++++ Available records ++++

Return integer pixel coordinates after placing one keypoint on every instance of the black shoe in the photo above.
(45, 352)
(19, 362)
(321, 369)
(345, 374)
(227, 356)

++++

• Brief:
Copy out the data shown above without altering anything.

• Written answer:
Return integer pixel coordinates after placing one keypoint on every instance of the black shoe in the photo above.
(45, 352)
(19, 362)
(321, 369)
(345, 374)
(227, 356)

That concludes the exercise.